Gibbs random fields (GRFs) are powerful probabilistic models for describing complex dependence structures, especially in spatial and network data. A major obstacle to their use in Bayesian model selection is the intractability of the normalising constant (partition function), which prevents direct evaluation of model likelihoods and consequently the computation of posterior model probabilities. The paper addresses this challenge by adapting Approximate Bayesian Computation (ABC), a likelihood‑free simulation technique, to the problem of model choice among competing GRFs.

The authors first establish a crucial theoretical result: there exists a single sufficient statistic that is valid across all candidate GRF models, regardless of the specific graph topology or energy function. This common sufficient statistic enables a unified ABC procedure in which the same summary of the data is used to compare every model, dramatically simplifying implementation and ensuring that the distance metric used for acceptance is comparable across models.

The proposed ABC algorithm proceeds as follows. A prior distribution is placed on the model index and on the model‑specific parameters. For each iteration a model is drawn from its prior, parameters are sampled, and synthetic data are generated using Gibbs sampling (or any appropriate MCMC method) under the chosen model. The sufficient statistic is computed for both the observed data and the synthetic data, and a distance (typically Euclidean) between the two summaries is evaluated. If the distance is less than a tolerance ε, the pair (model, parameters) is retained; otherwise it is discarded. After many repetitions, the proportion of retained draws belonging to each model provides an approximation to the posterior model probabilities p(Mk | y).

* **Problem statement**: Repeat the passage on ABC model choice for Gibbs random fields word for word, from start to finish. The entries that follow were taken from a separate source.

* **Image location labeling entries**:
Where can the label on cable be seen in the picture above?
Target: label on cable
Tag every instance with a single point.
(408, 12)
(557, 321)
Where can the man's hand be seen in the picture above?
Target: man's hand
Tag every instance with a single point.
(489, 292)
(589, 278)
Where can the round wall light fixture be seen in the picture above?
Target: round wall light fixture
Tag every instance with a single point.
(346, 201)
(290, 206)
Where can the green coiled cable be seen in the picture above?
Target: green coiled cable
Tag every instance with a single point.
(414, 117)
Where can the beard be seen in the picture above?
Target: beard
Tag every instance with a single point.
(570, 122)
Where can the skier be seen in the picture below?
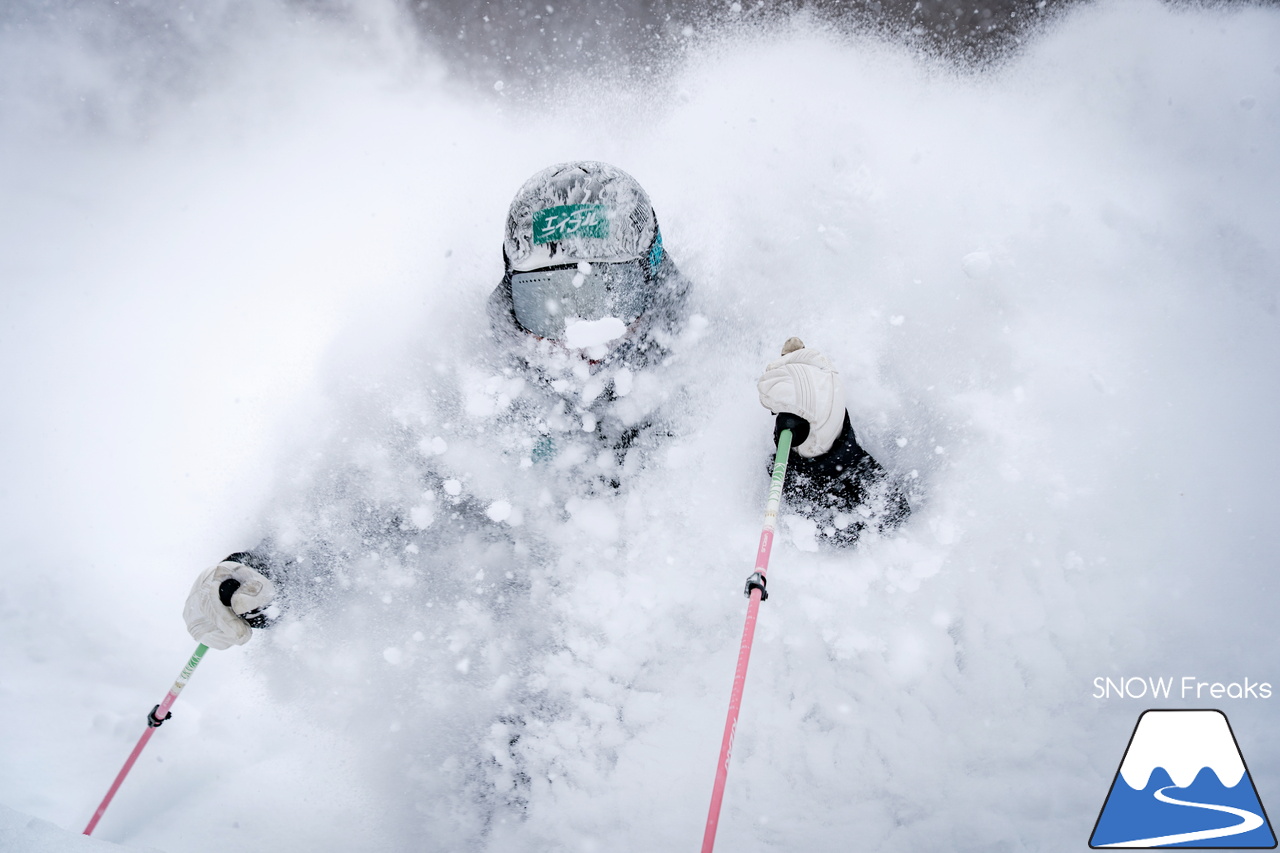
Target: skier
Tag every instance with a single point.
(589, 306)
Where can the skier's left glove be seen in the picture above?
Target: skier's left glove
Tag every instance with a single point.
(804, 383)
(225, 602)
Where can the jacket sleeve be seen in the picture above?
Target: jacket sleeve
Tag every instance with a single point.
(845, 491)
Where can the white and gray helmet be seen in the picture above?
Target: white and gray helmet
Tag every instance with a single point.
(581, 245)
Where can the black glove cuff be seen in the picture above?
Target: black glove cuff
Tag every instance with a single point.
(798, 425)
(227, 589)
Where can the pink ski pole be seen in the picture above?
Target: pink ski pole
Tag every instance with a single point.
(757, 592)
(158, 715)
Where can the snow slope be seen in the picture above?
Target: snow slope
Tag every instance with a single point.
(1050, 287)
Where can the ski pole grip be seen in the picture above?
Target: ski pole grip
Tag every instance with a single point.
(798, 425)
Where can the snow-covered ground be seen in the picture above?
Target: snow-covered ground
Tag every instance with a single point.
(1051, 290)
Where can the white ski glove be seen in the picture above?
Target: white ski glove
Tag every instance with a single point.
(804, 383)
(222, 625)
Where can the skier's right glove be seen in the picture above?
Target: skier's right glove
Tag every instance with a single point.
(225, 602)
(804, 383)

* **Exercise response**:
Gibbs random fields (GRFs) are powerful probabilistic models for describing complex dependence structures, especially in spatial and network data. A major obstacle to their use in Bayesian model selection is the intractability of the normalising constant (partition function), which prevents direct evaluation of model likelihoods and consequently the computation of posterior model probabilities. The paper addresses this challenge by adapting Approximate Bayesian Computation (ABC), a likelihood‑free simulation technique, to the problem of model choice among competing GRFs.

The authors first establish a crucial theoretical result: there exists a single sufficient statistic that is valid across all candidate GRF models, regardless of the specific graph topology or energy function. This common sufficient statistic enables a unified ABC procedure in which the same summary of the data is used to compare every model, dramatically simplifying implementation and ensuring that the distance metric used for acceptance is comparable across models.

The proposed ABC algorithm proceeds as follows. A prior distribution is placed on the model index and on the model‑specific parameters. For each iteration a model is drawn from its prior, parameters are sampled, and synthetic data are generated using Gibbs sampling (or any appropriate MCMC method) under the chosen model. The sufficient statistic is computed for both the observed data and the synthetic data, and a distance (typically Euclidean) between the two summaries is evaluated. If the distance is less than a tolerance ε, the pair (model, parameters) is retained; otherwise it is discarded. After many repetitions, the proportion of retained draws belonging to each model provides an approximation to the posterior model probabilities p(Mk | y).